● Brief:
Please find all lines in the data that hold the string "tiled" and copy them.

[Recorded data]
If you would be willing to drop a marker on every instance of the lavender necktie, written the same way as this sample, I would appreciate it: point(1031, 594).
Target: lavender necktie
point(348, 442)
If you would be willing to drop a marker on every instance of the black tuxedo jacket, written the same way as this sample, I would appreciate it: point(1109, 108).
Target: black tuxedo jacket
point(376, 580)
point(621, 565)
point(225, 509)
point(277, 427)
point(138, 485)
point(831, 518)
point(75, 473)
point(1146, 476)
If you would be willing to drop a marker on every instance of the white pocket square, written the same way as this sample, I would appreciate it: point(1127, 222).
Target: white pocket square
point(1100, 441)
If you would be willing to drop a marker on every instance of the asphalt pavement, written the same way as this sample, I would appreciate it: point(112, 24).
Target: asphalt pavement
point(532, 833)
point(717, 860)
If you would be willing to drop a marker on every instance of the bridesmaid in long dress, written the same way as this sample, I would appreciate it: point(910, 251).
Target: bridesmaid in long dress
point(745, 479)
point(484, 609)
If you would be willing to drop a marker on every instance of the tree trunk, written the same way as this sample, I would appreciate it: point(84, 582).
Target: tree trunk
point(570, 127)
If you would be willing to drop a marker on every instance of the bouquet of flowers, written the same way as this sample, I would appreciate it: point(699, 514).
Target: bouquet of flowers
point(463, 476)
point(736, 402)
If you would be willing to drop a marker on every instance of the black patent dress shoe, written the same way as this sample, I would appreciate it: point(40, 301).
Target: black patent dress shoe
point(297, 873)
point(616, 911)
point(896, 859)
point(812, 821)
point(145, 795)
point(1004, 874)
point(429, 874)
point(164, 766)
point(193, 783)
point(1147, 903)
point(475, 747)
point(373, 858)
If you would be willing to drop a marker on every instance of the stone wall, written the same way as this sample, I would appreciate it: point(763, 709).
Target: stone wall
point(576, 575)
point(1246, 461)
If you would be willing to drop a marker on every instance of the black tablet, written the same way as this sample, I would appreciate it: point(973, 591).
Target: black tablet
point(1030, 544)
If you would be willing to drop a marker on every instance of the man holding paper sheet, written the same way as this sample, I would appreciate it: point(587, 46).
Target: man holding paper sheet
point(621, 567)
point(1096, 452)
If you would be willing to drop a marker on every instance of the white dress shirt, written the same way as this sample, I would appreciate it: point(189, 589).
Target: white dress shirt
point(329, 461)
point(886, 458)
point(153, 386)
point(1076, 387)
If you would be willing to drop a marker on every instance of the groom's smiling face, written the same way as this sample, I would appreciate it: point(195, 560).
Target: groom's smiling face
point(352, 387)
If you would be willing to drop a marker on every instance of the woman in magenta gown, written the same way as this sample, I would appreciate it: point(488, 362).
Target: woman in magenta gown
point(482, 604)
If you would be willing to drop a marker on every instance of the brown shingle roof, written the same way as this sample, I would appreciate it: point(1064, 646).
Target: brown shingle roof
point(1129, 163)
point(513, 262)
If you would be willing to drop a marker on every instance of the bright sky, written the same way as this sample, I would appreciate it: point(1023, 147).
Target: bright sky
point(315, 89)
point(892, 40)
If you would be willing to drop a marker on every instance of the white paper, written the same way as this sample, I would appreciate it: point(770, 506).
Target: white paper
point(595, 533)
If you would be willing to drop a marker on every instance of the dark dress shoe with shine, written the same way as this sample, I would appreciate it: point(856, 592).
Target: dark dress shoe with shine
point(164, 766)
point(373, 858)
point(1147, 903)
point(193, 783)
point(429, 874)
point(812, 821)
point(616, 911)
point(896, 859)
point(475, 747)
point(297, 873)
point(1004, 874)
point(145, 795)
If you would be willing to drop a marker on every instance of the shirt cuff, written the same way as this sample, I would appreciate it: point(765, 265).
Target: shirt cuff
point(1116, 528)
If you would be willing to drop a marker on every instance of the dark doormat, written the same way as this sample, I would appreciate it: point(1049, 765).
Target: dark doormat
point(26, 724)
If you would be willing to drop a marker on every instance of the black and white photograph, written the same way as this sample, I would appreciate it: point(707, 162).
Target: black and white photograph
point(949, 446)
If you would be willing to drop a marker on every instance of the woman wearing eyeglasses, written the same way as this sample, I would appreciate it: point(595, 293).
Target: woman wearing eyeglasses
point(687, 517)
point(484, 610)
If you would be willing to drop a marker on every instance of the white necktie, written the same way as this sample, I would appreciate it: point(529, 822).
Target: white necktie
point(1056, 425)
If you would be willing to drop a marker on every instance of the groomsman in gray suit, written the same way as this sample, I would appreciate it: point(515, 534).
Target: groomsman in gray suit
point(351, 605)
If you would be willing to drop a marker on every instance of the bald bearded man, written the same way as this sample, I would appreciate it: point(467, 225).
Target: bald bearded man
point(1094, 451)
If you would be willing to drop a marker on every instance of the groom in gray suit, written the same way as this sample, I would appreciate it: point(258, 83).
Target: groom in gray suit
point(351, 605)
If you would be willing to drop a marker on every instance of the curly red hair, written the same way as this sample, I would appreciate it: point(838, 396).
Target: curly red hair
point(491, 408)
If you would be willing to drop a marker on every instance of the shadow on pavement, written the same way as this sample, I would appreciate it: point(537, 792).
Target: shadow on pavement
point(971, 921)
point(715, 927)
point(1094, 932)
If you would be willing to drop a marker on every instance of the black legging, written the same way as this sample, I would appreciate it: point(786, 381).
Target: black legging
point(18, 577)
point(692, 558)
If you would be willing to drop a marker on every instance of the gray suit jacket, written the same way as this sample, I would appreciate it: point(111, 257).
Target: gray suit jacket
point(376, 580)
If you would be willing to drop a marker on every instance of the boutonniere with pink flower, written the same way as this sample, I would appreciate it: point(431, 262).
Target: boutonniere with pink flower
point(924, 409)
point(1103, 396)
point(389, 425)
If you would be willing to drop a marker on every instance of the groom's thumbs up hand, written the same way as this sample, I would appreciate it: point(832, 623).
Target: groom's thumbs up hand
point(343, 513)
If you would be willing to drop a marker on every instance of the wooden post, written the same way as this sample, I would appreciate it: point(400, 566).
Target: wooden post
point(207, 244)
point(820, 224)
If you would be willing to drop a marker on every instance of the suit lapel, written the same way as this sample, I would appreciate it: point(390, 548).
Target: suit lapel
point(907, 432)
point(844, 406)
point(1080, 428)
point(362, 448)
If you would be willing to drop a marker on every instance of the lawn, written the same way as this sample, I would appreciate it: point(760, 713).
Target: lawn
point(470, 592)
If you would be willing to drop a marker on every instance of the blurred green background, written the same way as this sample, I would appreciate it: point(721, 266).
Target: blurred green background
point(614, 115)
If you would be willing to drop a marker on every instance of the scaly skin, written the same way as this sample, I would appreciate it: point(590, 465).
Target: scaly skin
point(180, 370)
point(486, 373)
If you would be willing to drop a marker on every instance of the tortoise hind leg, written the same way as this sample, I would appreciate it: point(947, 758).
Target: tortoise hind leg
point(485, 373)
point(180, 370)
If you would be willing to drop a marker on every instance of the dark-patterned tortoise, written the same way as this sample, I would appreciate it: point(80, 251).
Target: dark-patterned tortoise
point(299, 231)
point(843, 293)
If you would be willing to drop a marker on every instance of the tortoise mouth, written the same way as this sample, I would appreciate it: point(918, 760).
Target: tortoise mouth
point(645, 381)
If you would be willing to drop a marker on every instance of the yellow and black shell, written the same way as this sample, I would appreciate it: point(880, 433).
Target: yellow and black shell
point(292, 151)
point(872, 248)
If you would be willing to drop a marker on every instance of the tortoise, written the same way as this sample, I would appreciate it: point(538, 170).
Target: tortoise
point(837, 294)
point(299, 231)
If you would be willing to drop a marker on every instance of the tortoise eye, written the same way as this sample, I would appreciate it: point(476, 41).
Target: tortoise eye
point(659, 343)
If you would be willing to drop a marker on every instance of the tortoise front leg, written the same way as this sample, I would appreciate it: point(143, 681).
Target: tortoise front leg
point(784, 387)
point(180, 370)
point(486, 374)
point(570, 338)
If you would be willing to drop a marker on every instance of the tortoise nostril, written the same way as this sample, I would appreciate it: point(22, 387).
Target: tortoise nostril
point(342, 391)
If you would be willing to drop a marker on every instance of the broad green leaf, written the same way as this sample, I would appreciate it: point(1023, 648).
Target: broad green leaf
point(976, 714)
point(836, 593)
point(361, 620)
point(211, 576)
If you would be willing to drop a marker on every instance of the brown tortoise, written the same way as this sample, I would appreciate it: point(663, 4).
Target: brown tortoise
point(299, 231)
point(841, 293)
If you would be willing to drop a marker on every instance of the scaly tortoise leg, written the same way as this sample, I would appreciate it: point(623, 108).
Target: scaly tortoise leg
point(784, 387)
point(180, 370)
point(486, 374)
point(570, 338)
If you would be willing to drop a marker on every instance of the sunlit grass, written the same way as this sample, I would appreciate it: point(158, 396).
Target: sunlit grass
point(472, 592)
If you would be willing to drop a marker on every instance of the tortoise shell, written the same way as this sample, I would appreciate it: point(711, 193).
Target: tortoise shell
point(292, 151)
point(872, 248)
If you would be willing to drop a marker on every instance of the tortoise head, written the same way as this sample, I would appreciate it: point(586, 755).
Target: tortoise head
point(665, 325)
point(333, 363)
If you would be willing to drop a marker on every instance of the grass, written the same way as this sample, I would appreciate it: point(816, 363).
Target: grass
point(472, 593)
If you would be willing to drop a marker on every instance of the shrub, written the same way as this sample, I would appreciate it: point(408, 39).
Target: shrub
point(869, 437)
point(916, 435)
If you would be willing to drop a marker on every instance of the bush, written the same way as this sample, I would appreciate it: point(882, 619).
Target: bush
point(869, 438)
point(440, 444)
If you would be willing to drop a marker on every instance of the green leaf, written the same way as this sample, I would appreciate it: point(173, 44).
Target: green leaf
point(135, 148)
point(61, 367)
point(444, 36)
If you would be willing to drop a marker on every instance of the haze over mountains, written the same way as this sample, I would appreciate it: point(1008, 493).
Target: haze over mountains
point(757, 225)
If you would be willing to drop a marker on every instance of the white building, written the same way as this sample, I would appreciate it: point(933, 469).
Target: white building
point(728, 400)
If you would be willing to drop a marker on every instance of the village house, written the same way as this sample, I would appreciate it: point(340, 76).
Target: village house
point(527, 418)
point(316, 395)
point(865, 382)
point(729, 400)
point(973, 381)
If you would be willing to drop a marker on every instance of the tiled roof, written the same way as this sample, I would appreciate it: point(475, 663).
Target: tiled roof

● Solution to the problem:
If you would be willing to drop a marker on every instance of the tiled roof, written the same way as this sample, I would appreciate it: point(475, 663).
Target: tiled roof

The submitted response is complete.